16 Berliner KünstlerInnen folgten dieser Aufforderung und gingen formalästhetisch auf die Ausstellungsräume im „Haus zur Steinernen Glocke“ ein. Mit Bravour. Sie reflektierten nicht nur unsere politische Vergangenheit, die im internationalen Kontext bereits zur Genüge und „politisch korrekt“ thematisiert wurde (auch wenn Fritz Meisterkamps blaue Hakenkreuze auf weißem Porzellan die Wiederkehr der Geschichte doch ziemlich deutlich vorführten), sondern konzipierten darüber hinaus „Memos“, die Selbst- oder kunsthistorische Reflexionen tematisieren. Wie zum Beispiel Leonards Laganowskis mit seinem Environment „Das Kabinett des Dr. Laganovskis“. Es ist ein Sammelsurium aus eigenen Arbeiten Laganowskis, die in den letzten zehn Jahren entstanden und im Raum verteilt an den Wänden lehnen oder zum Teil mit Stoffkissenbezügen halb verdeckt in Regalen lagern, und Kuriosem wie einer kleinen Eiweißbank. Die auf der Etikettierung genannten Eiweiß- Spender sind an der Ausstellung teilnehmende Künstler, aber auch Ulrich Roloff-Momin und Michael Jackson spendeten angeblich ein paar Tröpfchen.

-- -- --

- _ARBEITSAUFTRAG 1_:
Zieh aus den Zeilen alle heraus, in denen die Zeichenfolge „panel“ vorkommt. Groß- und Kleinschreibung ist dabei zu beachten.
Der Artikel und die Zeilen haben inhaltlich nichts miteinander zu tun.

- _ERFASSTE DATEN_:

-- -- --

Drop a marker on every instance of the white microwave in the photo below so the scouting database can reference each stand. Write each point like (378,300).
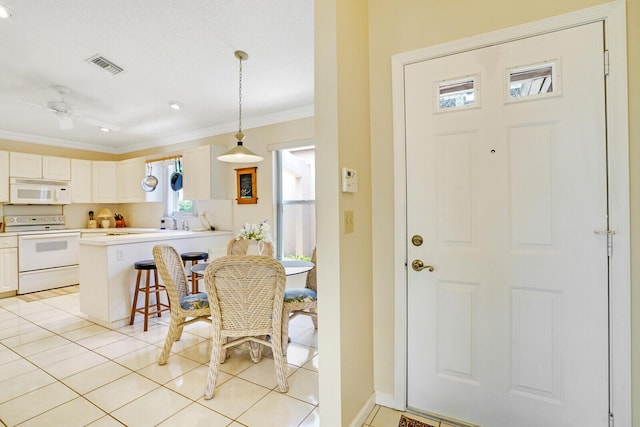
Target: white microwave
(27,191)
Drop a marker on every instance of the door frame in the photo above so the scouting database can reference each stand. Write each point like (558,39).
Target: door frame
(614,17)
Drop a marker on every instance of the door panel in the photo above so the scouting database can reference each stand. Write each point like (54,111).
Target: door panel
(511,328)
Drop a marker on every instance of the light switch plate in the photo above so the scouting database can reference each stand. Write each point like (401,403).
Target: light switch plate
(349,180)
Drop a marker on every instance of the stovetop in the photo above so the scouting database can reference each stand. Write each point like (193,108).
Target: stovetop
(34,222)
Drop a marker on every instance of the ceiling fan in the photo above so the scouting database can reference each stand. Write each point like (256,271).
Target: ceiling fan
(66,113)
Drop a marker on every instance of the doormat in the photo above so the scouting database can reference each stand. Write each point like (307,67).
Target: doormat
(51,293)
(408,422)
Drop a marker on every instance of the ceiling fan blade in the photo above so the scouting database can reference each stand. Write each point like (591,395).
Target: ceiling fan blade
(98,123)
(31,104)
(65,121)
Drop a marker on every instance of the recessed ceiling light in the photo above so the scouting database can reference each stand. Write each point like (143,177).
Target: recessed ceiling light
(5,12)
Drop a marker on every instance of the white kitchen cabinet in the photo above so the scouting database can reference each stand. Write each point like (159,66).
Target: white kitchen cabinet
(56,168)
(204,177)
(104,181)
(4,176)
(130,173)
(8,264)
(23,165)
(81,181)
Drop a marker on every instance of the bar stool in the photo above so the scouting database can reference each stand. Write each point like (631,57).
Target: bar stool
(148,265)
(194,257)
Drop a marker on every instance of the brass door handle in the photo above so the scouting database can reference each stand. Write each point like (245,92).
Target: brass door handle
(418,265)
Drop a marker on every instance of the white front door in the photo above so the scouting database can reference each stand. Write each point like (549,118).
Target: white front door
(506,184)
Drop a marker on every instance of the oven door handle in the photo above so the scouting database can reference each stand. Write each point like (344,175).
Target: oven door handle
(50,236)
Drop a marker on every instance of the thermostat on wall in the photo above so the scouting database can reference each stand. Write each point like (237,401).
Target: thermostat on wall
(349,180)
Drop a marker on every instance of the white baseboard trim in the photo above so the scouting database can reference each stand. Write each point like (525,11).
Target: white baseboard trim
(388,400)
(364,412)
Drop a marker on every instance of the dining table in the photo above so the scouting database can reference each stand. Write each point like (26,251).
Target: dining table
(291,266)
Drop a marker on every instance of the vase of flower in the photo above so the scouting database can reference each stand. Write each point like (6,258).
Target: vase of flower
(255,247)
(256,235)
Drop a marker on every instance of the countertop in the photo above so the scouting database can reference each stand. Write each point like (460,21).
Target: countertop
(119,236)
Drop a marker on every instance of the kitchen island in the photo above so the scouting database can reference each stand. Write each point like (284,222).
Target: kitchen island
(107,276)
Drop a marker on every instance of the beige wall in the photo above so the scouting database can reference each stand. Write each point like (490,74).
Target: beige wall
(403,25)
(344,275)
(48,150)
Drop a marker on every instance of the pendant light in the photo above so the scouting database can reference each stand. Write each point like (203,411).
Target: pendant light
(240,154)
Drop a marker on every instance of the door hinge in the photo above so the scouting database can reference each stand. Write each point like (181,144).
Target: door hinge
(610,234)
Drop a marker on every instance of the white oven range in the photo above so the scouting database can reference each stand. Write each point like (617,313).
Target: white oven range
(47,253)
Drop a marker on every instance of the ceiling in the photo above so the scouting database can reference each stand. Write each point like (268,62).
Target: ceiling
(180,50)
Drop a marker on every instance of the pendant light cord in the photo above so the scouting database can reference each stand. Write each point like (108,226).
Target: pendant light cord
(240,101)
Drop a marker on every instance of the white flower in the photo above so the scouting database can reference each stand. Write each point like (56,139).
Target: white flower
(258,232)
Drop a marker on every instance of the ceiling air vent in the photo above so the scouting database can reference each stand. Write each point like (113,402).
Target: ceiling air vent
(105,64)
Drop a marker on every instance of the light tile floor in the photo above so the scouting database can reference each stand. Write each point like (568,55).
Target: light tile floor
(58,369)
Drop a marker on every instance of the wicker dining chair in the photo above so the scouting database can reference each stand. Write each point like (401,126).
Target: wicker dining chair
(185,308)
(241,246)
(246,295)
(301,301)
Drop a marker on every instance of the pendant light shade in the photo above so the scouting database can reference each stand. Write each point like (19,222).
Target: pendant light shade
(240,154)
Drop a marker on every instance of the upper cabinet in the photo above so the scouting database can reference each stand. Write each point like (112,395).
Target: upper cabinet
(23,165)
(81,181)
(4,176)
(104,181)
(204,177)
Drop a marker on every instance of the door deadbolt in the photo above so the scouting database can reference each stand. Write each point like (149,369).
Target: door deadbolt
(418,265)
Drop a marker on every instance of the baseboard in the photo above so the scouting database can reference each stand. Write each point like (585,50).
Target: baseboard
(388,400)
(364,412)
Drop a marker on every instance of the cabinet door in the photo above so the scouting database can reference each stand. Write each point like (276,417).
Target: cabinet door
(81,181)
(104,177)
(57,168)
(8,269)
(130,173)
(23,165)
(4,176)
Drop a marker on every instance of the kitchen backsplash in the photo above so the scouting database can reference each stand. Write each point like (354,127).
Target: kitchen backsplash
(139,215)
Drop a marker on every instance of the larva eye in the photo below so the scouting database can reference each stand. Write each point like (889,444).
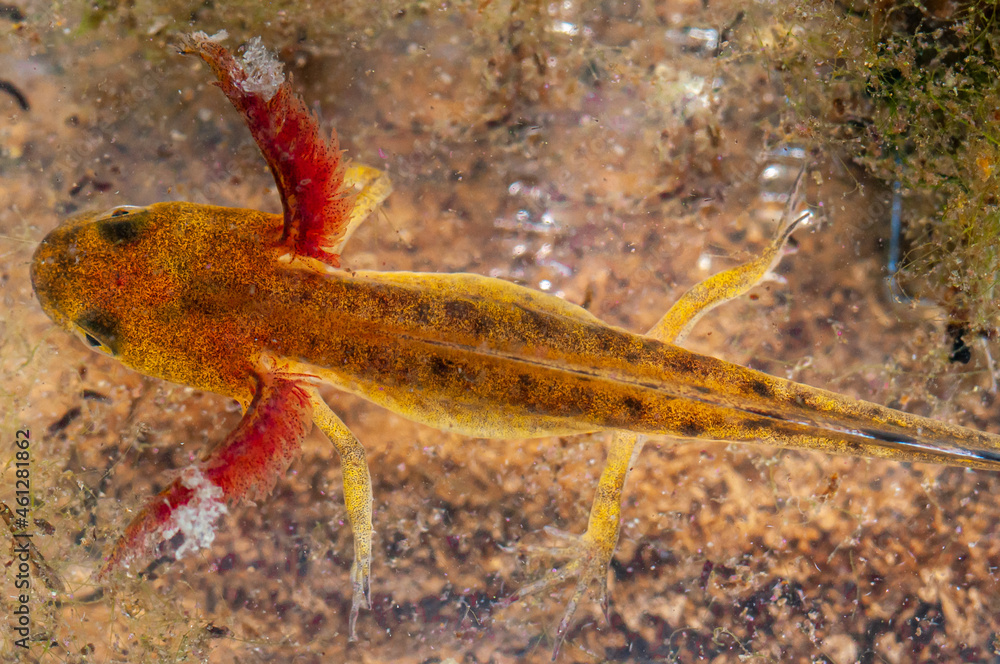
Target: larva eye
(123,225)
(99,332)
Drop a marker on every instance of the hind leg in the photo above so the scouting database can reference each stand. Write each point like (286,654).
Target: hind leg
(589,555)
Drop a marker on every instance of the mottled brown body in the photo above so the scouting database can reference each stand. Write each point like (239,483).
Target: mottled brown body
(199,295)
(251,305)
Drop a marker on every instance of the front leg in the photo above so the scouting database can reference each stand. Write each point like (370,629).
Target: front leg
(245,466)
(357,498)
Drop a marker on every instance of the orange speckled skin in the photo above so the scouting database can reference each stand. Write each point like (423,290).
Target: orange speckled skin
(198,295)
(165,288)
(251,305)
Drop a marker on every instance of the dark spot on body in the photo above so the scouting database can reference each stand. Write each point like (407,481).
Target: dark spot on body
(441,367)
(761,389)
(93,395)
(14,92)
(422,312)
(690,428)
(634,407)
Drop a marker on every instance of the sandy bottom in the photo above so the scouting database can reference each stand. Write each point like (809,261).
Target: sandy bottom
(615,165)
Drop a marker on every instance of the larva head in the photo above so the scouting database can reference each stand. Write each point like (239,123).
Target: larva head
(134,283)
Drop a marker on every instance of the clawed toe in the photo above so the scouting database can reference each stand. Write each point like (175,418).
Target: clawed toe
(587,561)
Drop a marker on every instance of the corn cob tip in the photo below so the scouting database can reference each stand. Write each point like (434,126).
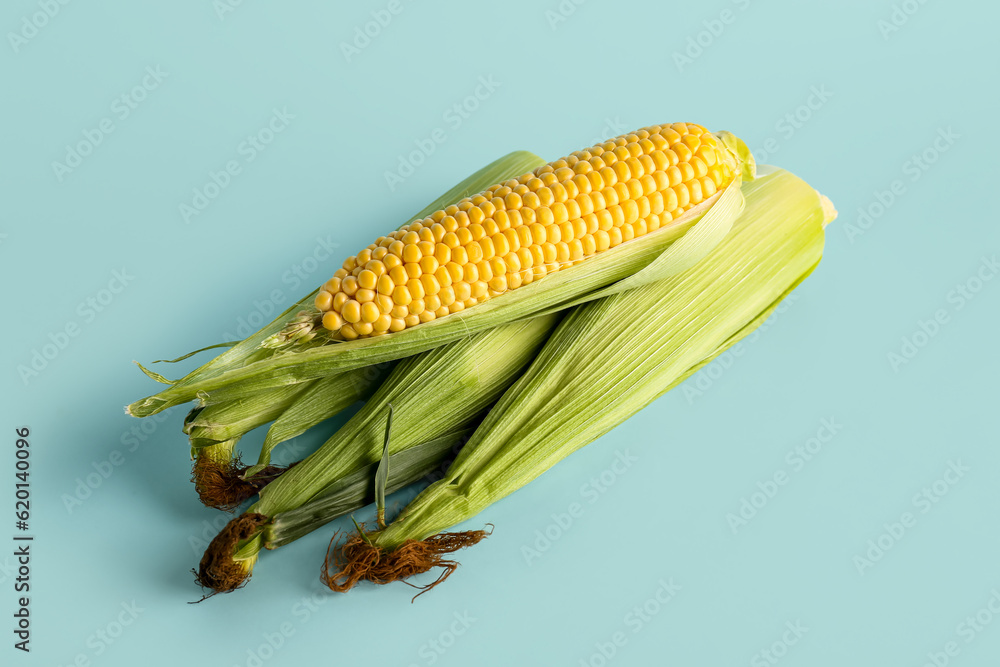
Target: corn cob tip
(360,559)
(741,152)
(225,484)
(518,231)
(218,570)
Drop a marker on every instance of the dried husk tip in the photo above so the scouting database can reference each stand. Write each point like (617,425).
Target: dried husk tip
(218,570)
(223,484)
(358,559)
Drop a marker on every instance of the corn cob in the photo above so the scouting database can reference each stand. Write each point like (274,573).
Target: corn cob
(598,368)
(630,264)
(292,327)
(519,231)
(471,372)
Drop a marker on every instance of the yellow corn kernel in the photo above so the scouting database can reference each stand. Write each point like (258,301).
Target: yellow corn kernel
(520,230)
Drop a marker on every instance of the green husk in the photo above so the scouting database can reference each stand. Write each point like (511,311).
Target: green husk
(323,399)
(609,359)
(354,491)
(232,419)
(636,259)
(436,397)
(260,347)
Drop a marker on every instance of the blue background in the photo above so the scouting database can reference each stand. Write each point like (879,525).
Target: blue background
(564,75)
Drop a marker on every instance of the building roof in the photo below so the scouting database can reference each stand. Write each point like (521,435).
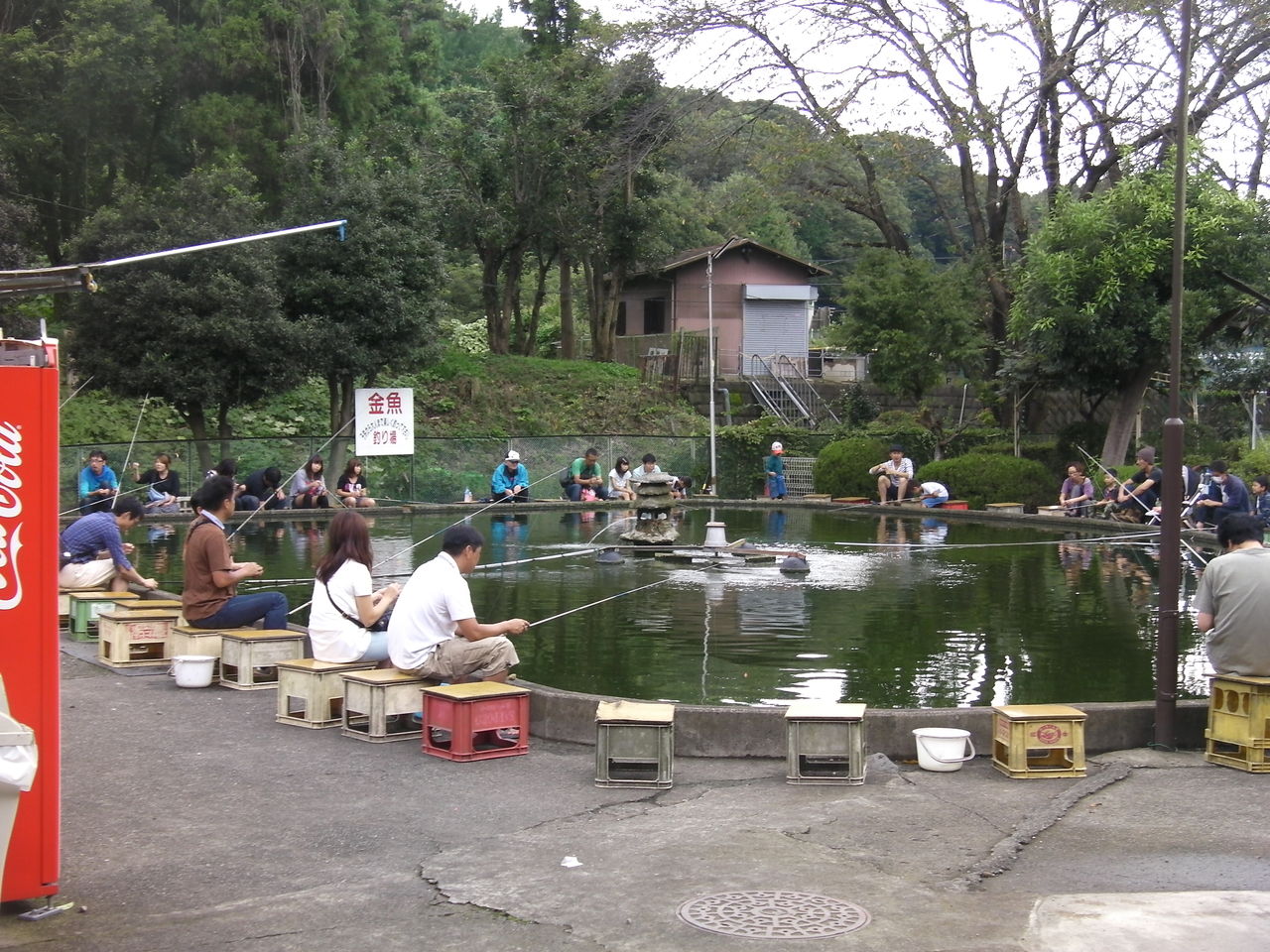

-- -- --

- _ARBEITSAUFTRAG 2_:
Was zeigte Fritz Meisterkamp laut dem Artikel?

- _LÖSUNG 1_:
Drop a marker on every instance of the door panel in the photo above so the scouting database can reference each stand. Write each point like (54,111).
Target: door panel

- _LÖSUNG 2_:
Blaue Hakenkreuze auf weißem Porzellan.